(Collected data entries)
■ ■ ■

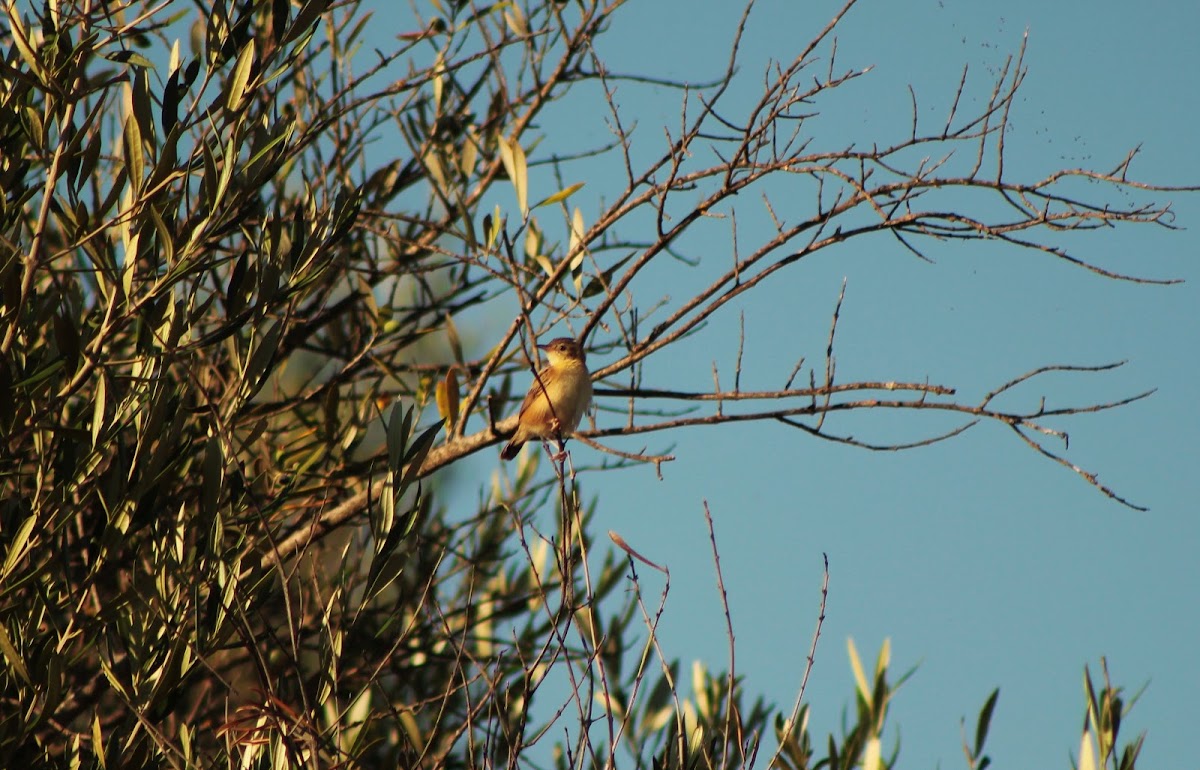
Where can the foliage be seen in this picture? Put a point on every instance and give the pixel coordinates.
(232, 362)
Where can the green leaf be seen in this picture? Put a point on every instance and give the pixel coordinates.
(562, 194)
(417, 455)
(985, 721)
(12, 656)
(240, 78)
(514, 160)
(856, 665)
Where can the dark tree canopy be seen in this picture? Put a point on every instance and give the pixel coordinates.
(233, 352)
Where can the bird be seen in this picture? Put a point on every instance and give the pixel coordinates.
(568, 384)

■ ■ ■

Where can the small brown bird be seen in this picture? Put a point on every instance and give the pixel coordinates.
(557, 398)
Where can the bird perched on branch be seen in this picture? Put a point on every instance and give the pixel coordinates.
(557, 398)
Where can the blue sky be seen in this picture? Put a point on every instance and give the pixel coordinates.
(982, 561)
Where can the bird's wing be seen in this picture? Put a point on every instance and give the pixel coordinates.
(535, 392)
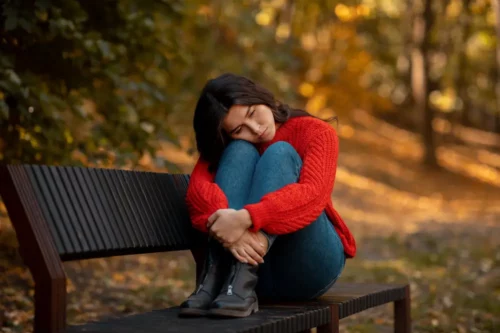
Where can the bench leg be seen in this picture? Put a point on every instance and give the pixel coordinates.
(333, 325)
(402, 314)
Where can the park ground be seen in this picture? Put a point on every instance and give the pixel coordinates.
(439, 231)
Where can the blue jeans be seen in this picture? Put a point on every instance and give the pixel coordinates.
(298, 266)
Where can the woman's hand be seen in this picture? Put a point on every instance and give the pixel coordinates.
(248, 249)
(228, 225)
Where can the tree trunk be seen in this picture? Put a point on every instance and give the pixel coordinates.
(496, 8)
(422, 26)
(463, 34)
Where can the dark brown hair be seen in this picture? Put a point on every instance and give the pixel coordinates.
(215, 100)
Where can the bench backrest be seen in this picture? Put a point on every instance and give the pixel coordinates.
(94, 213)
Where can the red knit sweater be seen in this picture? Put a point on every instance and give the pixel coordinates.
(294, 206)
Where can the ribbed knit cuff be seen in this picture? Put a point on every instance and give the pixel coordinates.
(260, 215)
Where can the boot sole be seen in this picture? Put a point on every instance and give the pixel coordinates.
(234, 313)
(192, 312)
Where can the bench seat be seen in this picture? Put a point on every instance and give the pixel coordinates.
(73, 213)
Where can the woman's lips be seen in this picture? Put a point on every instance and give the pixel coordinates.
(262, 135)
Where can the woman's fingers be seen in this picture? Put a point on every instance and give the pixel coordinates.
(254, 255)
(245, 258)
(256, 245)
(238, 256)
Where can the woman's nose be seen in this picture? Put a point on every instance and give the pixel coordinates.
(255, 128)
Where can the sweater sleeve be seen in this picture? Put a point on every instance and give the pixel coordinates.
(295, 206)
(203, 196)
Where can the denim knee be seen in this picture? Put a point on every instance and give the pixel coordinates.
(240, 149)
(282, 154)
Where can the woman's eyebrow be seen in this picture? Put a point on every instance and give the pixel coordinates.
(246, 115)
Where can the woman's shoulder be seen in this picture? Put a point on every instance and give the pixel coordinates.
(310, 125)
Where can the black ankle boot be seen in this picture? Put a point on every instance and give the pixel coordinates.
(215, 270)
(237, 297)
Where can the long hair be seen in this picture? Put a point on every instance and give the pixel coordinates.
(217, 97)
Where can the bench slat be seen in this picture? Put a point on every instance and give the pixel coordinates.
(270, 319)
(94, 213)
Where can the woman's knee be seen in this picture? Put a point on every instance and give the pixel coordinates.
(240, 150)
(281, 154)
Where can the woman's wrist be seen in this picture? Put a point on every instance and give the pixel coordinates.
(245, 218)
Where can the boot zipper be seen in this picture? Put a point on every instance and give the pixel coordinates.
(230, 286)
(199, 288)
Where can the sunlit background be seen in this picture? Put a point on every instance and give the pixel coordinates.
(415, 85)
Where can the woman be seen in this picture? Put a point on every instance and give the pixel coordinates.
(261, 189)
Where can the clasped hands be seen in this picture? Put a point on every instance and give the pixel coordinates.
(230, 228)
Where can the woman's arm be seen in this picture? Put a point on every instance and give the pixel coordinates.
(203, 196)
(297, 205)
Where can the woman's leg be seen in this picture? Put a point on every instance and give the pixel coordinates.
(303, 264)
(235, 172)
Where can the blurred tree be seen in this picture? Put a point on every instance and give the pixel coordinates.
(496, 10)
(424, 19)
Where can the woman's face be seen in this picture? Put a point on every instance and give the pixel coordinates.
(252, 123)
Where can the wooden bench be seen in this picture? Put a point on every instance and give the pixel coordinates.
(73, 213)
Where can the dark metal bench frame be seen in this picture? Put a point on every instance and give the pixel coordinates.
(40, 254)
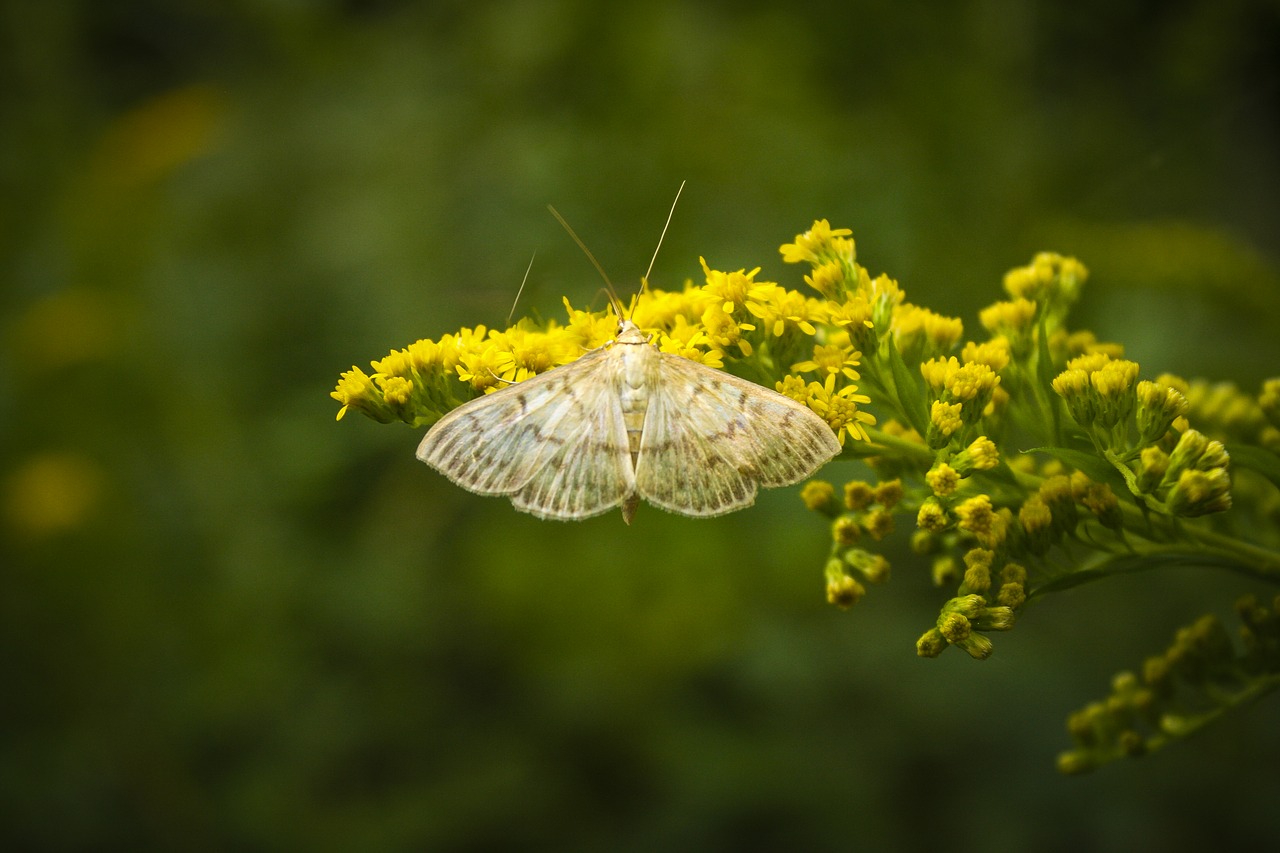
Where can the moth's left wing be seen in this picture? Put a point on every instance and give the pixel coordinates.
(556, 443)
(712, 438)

■ ■ ■

Set exercise -
Count the lines in the collected data entries that contain the word "blue", and give only the number.

Result of the task -
2